Copy the data from its first line through the line containing "134 95 L 131", changing "quickstart" to "walkthrough" and leaving everything else as it is.

* [EXTRACTED MATERIAL]:
§ §

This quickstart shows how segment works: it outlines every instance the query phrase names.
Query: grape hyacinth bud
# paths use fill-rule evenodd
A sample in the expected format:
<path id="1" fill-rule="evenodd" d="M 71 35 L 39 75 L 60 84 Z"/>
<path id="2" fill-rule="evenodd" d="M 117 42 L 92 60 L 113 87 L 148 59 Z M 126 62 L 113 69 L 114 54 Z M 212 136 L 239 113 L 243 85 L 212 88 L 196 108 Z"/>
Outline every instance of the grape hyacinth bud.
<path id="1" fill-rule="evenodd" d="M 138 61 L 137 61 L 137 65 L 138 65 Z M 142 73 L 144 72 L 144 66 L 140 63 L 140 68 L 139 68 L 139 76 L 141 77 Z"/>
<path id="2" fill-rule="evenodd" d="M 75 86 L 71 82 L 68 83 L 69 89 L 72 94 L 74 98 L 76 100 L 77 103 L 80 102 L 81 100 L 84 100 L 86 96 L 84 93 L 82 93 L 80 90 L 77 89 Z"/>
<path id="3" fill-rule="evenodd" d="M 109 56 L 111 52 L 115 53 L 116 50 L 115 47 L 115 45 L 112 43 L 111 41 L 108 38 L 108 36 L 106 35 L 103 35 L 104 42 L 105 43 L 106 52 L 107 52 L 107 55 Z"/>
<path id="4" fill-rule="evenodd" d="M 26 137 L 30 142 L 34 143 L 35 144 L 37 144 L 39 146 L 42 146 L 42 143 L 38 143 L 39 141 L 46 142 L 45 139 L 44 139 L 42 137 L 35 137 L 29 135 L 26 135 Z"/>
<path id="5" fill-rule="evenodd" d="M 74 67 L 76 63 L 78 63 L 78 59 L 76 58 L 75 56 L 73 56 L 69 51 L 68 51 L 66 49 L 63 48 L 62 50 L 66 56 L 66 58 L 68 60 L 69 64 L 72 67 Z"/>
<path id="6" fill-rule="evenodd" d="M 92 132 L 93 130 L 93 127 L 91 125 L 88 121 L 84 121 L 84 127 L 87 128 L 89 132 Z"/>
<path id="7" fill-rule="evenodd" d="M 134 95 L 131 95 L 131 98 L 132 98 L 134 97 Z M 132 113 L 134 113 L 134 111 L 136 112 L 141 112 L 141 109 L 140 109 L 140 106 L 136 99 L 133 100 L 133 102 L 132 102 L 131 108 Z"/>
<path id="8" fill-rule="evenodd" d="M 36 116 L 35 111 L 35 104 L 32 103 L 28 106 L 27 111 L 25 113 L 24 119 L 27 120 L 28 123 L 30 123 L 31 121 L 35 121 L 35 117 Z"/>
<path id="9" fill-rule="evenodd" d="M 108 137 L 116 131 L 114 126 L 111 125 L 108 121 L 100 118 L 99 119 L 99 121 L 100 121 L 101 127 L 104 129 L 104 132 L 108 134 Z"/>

§ §

* [TASK RESPONSE]:
This walkthrough shows how segment works: it outlines every instance the query phrase names.
Query: grape hyacinth bud
# paths use fill-rule evenodd
A sample in the expected format:
<path id="1" fill-rule="evenodd" d="M 71 35 L 39 75 L 60 84 Z"/>
<path id="2" fill-rule="evenodd" d="M 117 42 L 92 60 L 113 87 L 148 59 Z M 126 62 L 113 69 L 114 54 Z M 212 136 L 239 113 L 243 85 L 212 88 L 196 108 Z"/>
Outline every instance of the grape hyacinth bud.
<path id="1" fill-rule="evenodd" d="M 138 61 L 137 61 L 137 65 L 138 65 Z M 142 73 L 144 72 L 144 66 L 140 63 L 140 68 L 139 68 L 139 76 L 141 77 Z"/>
<path id="2" fill-rule="evenodd" d="M 75 86 L 71 82 L 68 83 L 69 89 L 72 94 L 74 98 L 76 100 L 77 103 L 80 102 L 81 100 L 84 100 L 86 96 L 84 93 L 82 93 L 80 90 L 77 89 Z"/>
<path id="3" fill-rule="evenodd" d="M 109 56 L 111 52 L 115 53 L 116 50 L 115 47 L 115 45 L 112 43 L 111 41 L 108 38 L 108 36 L 106 35 L 103 35 L 104 42 L 105 43 L 106 52 L 107 52 L 107 55 Z"/>
<path id="4" fill-rule="evenodd" d="M 26 137 L 30 142 L 34 143 L 35 144 L 37 144 L 39 146 L 42 146 L 42 143 L 38 143 L 39 141 L 46 142 L 45 139 L 44 139 L 42 137 L 35 137 L 29 135 L 26 135 Z"/>
<path id="5" fill-rule="evenodd" d="M 74 67 L 76 63 L 78 63 L 78 59 L 76 58 L 75 56 L 73 56 L 69 51 L 68 51 L 66 49 L 63 48 L 62 50 L 66 56 L 66 58 L 68 60 L 69 64 L 72 67 Z"/>
<path id="6" fill-rule="evenodd" d="M 92 132 L 93 130 L 93 127 L 91 125 L 88 121 L 84 121 L 84 127 L 87 128 L 89 132 Z"/>
<path id="7" fill-rule="evenodd" d="M 134 95 L 131 95 L 131 98 L 132 98 L 134 97 Z M 132 113 L 134 113 L 134 111 L 136 112 L 141 112 L 141 109 L 140 109 L 140 106 L 136 99 L 133 100 L 133 102 L 132 102 L 131 108 Z"/>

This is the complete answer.